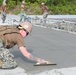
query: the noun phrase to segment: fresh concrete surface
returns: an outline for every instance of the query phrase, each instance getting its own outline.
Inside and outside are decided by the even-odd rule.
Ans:
[[[71,72],[74,73],[71,75],[76,75],[76,34],[33,26],[31,35],[27,36],[24,42],[31,54],[55,62],[57,66],[35,67],[33,66],[35,63],[24,58],[15,46],[10,51],[14,54],[19,67],[13,70],[0,70],[0,74],[11,75],[15,72],[13,75],[20,73],[22,73],[20,75],[46,75],[48,71],[47,75],[70,75]],[[63,71],[65,74],[62,74]],[[58,72],[61,73],[58,74]]]
[[[10,70],[0,69],[0,75],[27,75],[27,74],[25,73],[24,69],[17,67],[15,69]]]

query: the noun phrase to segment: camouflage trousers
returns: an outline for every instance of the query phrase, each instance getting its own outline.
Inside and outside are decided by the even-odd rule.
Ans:
[[[2,12],[2,23],[4,23],[6,20],[6,13]]]
[[[0,68],[10,69],[17,66],[14,55],[8,49],[0,48]]]
[[[27,19],[27,16],[25,14],[25,12],[21,12],[20,13],[20,22],[25,22]]]
[[[45,13],[43,14],[43,19],[46,19],[46,18],[47,18],[47,16],[48,16],[48,13],[47,13],[47,12],[45,12]]]
[[[47,17],[48,17],[48,13],[45,12],[45,13],[43,14],[43,26],[46,26]]]
[[[1,43],[0,43],[1,46]],[[0,68],[13,69],[18,65],[14,59],[14,55],[6,48],[0,48]]]

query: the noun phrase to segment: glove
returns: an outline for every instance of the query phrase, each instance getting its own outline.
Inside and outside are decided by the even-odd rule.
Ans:
[[[46,61],[46,60],[39,60],[36,64],[49,64],[50,62],[49,61]]]

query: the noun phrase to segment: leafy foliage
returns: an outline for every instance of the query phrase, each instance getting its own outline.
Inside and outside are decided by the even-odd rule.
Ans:
[[[0,6],[2,5],[3,0],[0,0]]]
[[[0,0],[0,6],[3,0]],[[23,0],[7,0],[7,10],[20,13],[20,4]],[[76,14],[76,0],[24,0],[26,3],[26,13],[41,14],[41,3],[44,2],[50,14]],[[17,7],[17,9],[16,9]],[[13,11],[16,9],[16,11]]]

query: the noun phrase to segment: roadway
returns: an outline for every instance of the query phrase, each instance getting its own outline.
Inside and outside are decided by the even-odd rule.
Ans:
[[[40,58],[57,63],[56,66],[33,66],[15,46],[11,52],[19,67],[35,74],[46,70],[76,67],[76,34],[33,26],[32,33],[24,39],[27,50]]]

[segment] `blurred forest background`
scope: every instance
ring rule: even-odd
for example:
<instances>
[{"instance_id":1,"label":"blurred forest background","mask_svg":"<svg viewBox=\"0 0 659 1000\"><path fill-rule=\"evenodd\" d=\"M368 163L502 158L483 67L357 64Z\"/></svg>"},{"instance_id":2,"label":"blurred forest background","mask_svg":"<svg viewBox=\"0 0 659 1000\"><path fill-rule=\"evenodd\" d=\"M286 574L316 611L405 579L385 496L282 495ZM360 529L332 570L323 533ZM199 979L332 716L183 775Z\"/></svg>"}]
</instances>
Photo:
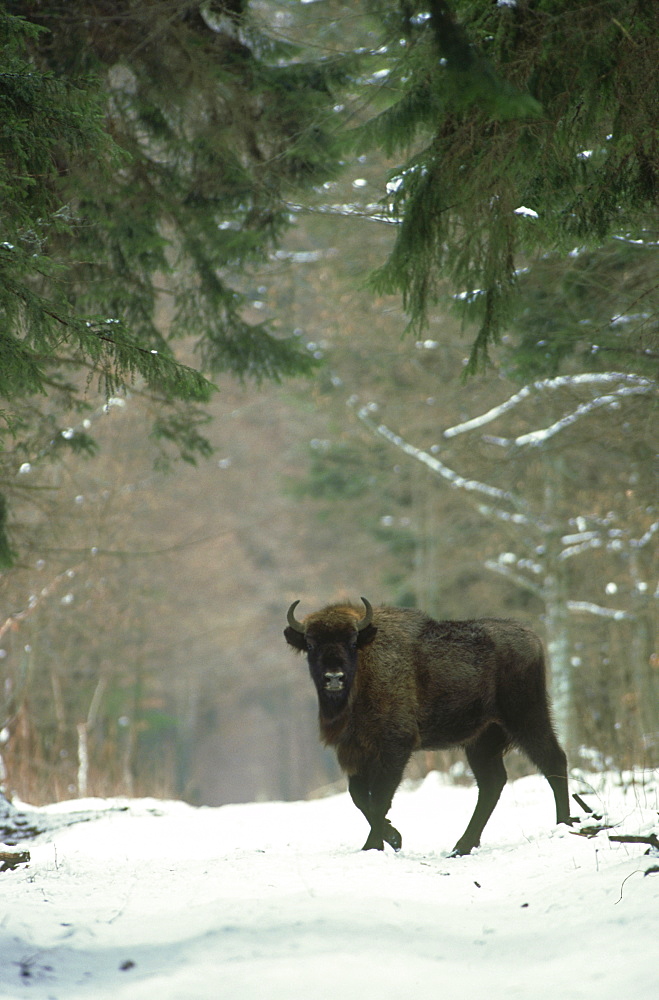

* [Exercise directions]: Print nothing except the lines from the one with "query: the noun phrase to segment: roadway" through the last line of the listing, exactly as written and with pictures removed.

* [Solution to this task]:
query: the noun phrase to segment: roadway
returns: an outline for every instance of the query phrase, each instance getting its own outline.
Inside and outside are decided by the even-odd rule.
Ans:
[[[40,58],[57,63],[56,66],[33,66],[15,46],[11,52],[19,67],[35,74],[46,70],[76,67],[76,34],[33,26],[32,33],[24,39],[27,50]]]

[segment] `blurred forest background`
scope: every instance
ring rule: even-odd
for example:
<instances>
[{"instance_id":1,"label":"blurred forest background","mask_svg":"<svg viewBox=\"0 0 659 1000\"><path fill-rule=\"evenodd\" d=\"M368 163L502 158L483 67L357 64Z\"/></svg>"},{"instance_id":2,"label":"blurred forest background","mask_svg":"<svg viewBox=\"0 0 659 1000\"><path fill-rule=\"evenodd\" d=\"M286 574L316 611L405 579L385 496L282 495ZM360 529L332 570L323 533ZM199 979L332 716L183 775Z\"/></svg>"}]
</instances>
Photo:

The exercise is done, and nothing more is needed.